━━━━━ Exercise materials ━━━━━
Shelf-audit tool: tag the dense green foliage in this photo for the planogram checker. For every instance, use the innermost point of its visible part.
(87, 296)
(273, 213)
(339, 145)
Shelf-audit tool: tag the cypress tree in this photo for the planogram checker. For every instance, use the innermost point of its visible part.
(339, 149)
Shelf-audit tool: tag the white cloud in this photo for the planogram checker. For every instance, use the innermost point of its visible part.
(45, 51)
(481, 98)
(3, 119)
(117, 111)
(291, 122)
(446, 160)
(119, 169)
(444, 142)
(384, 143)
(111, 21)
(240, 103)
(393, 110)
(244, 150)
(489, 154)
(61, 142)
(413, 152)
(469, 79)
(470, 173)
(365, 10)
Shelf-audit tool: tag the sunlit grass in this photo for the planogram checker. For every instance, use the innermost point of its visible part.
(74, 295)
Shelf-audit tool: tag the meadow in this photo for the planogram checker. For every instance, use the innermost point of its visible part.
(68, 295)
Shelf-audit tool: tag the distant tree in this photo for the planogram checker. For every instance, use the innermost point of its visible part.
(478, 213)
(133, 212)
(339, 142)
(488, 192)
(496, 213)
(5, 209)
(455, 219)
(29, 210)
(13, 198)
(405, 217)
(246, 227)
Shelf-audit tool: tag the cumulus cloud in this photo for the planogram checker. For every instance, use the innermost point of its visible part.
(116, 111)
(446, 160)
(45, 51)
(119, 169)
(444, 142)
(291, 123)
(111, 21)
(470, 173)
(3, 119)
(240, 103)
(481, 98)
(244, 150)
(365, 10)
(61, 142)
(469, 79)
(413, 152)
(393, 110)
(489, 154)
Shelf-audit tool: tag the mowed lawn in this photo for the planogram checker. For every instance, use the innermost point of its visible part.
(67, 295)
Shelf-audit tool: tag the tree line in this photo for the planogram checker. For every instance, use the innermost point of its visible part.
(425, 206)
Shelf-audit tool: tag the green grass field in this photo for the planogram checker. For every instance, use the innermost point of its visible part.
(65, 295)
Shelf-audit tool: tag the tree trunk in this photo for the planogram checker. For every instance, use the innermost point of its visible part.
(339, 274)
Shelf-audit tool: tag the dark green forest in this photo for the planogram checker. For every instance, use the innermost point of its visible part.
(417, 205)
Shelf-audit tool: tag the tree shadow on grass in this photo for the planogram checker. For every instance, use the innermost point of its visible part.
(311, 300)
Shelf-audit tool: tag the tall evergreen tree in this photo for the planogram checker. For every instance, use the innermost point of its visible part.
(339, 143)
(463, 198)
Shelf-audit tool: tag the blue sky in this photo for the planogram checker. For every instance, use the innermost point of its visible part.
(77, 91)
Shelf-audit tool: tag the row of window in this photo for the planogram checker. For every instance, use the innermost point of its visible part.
━━━━━
How to complete this task | Give back the data above word for word.

Task result |
Shelf-audit tool: tag the dense green foliage in this photo for the planogram checker. For every instance, use the innermost point of its visible part.
(87, 296)
(273, 213)
(339, 145)
Shelf-audit tool: tag the cypress tree in this photo for the planogram checker. For every instance, use the innermost point of its visible part.
(339, 149)
Shelf-audit tool: tag the white cloud in this photo for the planogram checker. For every instance, use the innermost point of its visible part.
(45, 51)
(481, 98)
(3, 119)
(117, 111)
(291, 122)
(446, 160)
(119, 169)
(444, 142)
(384, 143)
(111, 21)
(240, 103)
(393, 110)
(244, 150)
(489, 154)
(61, 142)
(413, 152)
(469, 79)
(470, 173)
(365, 10)
Shelf-audit tool: tag the sunlit grass in this photo for the planogram checker. For every instance, use the innermost point of its visible part.
(74, 295)
Shelf-audit tool: tag the meadow in this photo for the planogram checker. For every instance, use the innermost point of its visible part.
(68, 295)
Shelf-audit tool: tag the distant tree in this photo for the planogram checker. For every instance, use the innermost point of its visible part.
(478, 213)
(133, 212)
(339, 142)
(488, 192)
(496, 213)
(5, 209)
(455, 219)
(29, 210)
(13, 198)
(405, 217)
(246, 227)
Shelf-audit tool: tag the cumulus cloud in this photo for the planogram checker. For every instance, use the innermost point of its visible part.
(116, 111)
(446, 160)
(45, 51)
(119, 169)
(444, 142)
(291, 123)
(111, 21)
(470, 173)
(3, 119)
(240, 103)
(481, 98)
(244, 150)
(365, 10)
(61, 142)
(469, 79)
(413, 152)
(393, 110)
(489, 154)
Shelf-audit tool: tag the mowed lawn in this photo for the planogram checker. For every instance, use the innermost point of its visible part.
(67, 295)
Shelf-audit tool: tag the tree line in this photo for the planogram checker. For every instance, use the innermost point of its visible part.
(425, 206)
Shelf-audit tool: tag the green grass field in this photo for the planogram checker. For every instance, use the innermost point of its visible part.
(65, 295)
Shelf-audit tool: tag the tree trunk in this photo for the planogram checker. For every instance, use the innermost point of its visible part.
(339, 274)
Shelf-audit tool: tag the dark green forest in this photo for the planogram checker. For every instance, use the innermost point of its visible part.
(417, 205)
Shelf-audit tool: tag the tree shadow on grass in this photo for the planogram checker. For every instance, use the innermost point of its visible part.
(311, 300)
Shelf-audit tool: tag the tall evergreen tree in this photo for the planogram checker. For every instance, use the innermost point of its visible part.
(339, 143)
(463, 198)
Shelf-audit tool: tag the blue sky in this photo for the planogram checker. For every instance, use the innermost point of its visible part.
(77, 91)
Shelf-audit tool: tag the row of window in this photo for the planogram checker. For every instance, use the innermost point of its visible part.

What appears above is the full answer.